Nothing but the lines from the one containing "of the cloud" to the end of the data should be returned, each exactly as written.

(SUPPLIED MATERIAL)

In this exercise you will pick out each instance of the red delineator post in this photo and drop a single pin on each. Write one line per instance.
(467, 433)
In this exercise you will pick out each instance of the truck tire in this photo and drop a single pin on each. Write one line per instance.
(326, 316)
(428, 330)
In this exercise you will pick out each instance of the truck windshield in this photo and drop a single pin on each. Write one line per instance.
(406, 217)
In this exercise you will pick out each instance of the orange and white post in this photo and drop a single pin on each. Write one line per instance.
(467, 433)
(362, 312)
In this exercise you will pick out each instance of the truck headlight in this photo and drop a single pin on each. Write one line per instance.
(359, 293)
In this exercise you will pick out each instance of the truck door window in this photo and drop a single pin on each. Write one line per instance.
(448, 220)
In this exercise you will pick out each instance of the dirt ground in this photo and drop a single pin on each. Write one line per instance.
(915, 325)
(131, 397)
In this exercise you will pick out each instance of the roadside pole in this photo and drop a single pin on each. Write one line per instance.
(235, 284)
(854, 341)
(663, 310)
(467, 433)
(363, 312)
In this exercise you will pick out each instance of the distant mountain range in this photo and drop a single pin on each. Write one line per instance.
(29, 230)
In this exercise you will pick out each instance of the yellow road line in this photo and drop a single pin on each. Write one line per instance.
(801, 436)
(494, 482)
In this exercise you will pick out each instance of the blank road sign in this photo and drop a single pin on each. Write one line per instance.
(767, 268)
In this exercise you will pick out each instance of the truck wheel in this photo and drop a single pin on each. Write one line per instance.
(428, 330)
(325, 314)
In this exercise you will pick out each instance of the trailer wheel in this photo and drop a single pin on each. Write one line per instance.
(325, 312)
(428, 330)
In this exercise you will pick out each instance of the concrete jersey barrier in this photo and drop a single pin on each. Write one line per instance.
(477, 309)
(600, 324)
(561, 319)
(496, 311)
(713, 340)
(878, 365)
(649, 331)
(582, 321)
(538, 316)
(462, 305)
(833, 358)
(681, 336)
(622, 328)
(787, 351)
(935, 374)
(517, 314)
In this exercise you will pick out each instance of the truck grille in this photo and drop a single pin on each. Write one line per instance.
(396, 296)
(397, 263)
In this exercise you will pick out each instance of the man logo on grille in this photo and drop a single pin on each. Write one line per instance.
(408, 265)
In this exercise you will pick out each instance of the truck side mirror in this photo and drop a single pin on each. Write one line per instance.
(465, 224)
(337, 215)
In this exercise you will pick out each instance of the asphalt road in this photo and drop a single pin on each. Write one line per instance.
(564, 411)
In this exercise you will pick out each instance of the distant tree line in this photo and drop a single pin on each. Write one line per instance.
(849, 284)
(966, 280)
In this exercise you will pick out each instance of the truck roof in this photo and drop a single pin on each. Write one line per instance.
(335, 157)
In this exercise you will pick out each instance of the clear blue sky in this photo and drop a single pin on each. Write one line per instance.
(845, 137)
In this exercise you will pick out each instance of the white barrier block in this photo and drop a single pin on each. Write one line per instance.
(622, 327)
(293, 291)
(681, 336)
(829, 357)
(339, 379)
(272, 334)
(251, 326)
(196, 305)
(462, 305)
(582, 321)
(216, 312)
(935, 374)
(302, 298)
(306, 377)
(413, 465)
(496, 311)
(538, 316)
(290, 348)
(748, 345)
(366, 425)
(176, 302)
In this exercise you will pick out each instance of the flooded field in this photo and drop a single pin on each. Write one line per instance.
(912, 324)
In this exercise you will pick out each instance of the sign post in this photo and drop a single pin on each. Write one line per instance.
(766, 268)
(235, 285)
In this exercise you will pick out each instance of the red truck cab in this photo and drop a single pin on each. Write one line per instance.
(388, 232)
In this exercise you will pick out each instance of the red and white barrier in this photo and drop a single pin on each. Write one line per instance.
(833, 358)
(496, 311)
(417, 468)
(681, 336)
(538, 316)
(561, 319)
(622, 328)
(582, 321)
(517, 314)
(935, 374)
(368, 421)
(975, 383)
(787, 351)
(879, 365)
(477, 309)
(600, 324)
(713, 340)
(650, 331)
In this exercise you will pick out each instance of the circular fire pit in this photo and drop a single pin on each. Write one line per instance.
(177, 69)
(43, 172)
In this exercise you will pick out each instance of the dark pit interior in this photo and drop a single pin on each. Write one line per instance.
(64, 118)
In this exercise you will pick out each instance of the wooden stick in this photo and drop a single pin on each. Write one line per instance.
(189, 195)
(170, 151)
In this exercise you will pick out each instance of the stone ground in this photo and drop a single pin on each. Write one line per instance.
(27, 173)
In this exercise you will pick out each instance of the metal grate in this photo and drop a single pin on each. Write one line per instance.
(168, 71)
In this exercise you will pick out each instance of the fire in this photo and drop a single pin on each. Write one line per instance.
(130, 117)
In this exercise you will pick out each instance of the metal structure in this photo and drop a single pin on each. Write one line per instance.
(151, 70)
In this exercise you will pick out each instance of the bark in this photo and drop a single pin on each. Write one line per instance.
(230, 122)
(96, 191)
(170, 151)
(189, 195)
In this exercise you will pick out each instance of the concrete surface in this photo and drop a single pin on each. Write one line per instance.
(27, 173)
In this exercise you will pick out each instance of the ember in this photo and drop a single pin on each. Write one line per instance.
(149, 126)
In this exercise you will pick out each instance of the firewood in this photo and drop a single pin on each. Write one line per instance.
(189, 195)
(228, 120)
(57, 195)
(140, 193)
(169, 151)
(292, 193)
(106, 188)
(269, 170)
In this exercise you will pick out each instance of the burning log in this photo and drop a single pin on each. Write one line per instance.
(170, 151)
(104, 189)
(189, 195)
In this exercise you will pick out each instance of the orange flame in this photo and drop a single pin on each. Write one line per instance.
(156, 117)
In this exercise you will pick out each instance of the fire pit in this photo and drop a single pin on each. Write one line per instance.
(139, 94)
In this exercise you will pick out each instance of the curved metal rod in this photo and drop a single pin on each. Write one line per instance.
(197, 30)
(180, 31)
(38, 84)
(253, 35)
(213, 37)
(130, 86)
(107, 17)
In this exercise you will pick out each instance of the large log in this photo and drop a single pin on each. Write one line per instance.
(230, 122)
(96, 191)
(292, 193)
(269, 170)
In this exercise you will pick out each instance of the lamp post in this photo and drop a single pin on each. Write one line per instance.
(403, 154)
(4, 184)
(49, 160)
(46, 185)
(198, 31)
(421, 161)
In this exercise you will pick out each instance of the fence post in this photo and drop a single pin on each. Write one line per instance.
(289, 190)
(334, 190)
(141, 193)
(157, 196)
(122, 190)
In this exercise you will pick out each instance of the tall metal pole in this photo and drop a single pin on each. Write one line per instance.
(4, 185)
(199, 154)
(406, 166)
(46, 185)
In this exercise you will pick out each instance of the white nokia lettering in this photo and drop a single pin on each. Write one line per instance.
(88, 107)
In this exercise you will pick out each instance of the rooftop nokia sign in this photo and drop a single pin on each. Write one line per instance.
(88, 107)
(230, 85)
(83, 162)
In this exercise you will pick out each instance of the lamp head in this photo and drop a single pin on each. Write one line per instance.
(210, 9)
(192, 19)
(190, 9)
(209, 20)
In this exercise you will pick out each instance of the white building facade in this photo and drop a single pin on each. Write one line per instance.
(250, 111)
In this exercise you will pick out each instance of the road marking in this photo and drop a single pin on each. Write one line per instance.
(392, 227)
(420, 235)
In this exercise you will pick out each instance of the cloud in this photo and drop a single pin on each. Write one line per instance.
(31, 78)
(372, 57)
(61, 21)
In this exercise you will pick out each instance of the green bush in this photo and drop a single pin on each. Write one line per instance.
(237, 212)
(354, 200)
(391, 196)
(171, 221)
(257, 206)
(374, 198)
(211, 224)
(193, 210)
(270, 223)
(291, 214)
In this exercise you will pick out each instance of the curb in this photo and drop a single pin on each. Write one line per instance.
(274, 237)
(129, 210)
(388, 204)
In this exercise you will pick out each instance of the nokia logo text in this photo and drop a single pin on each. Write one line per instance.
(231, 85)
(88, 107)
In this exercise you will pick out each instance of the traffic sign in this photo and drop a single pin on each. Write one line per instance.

(End SUPPLIED MATERIAL)

# OUTPUT
In this exercise you will pick out each instance of the cloud in this photo and drop a single pin on each. Write one line per instance.
(31, 78)
(372, 57)
(61, 21)
In this exercise you will pick out each instance of the green bush in this photo and drop a single pin on each. Write one line per instance.
(237, 212)
(354, 200)
(391, 196)
(171, 221)
(257, 206)
(374, 198)
(211, 224)
(193, 210)
(270, 223)
(291, 214)
In this exercise you will pick out each instance of the curb in this photo and drop a single pin on each. Write one line per instance.
(274, 237)
(129, 210)
(388, 204)
In this exercise you will pick out each instance of the nokia logo text in this photo and drop a single pin on each. Write one line per instance.
(231, 85)
(88, 107)
In this exercise you will pick out each instance of the traffic sign in this photo and drop a single pin on each. Write one line per instance.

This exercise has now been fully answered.